Below are records; how many of their lines contain "wooden"? Reply with the number and no other words.

BEGIN

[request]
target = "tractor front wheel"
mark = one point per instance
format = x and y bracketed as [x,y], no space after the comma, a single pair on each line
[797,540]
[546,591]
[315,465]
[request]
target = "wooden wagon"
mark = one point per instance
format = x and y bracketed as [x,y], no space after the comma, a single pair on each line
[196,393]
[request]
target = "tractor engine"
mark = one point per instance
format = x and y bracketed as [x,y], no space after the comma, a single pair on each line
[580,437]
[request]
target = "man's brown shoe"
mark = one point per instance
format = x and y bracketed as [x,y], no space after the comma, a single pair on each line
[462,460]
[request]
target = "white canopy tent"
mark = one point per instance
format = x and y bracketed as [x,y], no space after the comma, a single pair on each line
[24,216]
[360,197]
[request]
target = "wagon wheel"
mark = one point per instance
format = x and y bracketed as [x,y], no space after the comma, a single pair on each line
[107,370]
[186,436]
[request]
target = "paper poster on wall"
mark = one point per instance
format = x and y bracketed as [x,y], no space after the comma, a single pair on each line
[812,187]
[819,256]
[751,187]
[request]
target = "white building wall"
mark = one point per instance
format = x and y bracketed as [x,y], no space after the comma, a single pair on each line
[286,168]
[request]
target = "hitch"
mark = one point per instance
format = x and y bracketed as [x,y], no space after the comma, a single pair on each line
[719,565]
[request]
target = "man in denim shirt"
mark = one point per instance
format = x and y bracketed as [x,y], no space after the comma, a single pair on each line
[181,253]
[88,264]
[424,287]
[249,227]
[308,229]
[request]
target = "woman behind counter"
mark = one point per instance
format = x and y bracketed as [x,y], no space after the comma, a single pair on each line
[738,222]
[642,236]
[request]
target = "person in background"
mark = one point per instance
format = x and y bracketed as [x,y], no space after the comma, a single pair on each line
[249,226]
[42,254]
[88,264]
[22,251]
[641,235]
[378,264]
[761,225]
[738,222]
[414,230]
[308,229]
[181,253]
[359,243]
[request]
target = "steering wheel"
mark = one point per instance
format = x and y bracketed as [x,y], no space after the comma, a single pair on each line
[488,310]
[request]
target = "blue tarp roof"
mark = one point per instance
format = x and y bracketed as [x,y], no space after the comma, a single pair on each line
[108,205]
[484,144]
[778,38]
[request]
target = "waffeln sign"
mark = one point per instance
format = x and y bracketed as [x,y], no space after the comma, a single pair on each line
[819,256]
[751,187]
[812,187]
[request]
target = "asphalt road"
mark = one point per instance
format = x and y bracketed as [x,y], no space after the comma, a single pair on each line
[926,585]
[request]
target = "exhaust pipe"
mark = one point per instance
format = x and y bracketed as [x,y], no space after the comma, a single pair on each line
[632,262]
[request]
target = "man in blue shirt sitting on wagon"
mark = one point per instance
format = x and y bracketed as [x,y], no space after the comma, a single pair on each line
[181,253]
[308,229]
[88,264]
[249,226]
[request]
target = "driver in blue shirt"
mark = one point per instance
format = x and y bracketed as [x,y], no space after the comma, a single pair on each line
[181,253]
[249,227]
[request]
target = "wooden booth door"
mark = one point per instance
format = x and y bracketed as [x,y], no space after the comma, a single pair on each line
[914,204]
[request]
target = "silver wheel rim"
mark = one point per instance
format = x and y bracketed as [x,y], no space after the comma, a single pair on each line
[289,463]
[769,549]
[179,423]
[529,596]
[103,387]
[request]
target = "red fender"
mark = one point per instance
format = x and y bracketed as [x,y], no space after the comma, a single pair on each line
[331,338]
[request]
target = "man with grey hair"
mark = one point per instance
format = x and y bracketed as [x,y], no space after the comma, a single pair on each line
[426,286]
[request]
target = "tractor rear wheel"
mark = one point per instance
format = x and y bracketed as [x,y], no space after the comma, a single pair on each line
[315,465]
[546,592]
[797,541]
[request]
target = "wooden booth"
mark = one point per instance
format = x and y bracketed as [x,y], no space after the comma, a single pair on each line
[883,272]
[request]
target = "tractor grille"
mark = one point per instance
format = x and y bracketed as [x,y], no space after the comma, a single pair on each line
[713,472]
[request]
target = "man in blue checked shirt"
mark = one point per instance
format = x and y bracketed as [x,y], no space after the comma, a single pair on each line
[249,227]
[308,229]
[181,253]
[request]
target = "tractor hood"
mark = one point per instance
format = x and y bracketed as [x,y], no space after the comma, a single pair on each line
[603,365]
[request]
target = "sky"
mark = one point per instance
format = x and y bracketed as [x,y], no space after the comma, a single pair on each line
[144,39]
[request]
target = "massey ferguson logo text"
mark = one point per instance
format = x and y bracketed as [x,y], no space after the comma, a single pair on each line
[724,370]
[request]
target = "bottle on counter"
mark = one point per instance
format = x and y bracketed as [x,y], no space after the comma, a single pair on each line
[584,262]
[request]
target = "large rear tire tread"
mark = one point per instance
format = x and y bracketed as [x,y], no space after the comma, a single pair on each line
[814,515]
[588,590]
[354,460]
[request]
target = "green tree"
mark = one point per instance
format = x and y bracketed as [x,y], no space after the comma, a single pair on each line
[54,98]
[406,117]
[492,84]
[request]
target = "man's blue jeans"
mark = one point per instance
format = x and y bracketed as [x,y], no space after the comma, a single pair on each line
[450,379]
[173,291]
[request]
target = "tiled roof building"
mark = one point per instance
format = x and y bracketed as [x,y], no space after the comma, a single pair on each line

END

[TASK ANSWER] 3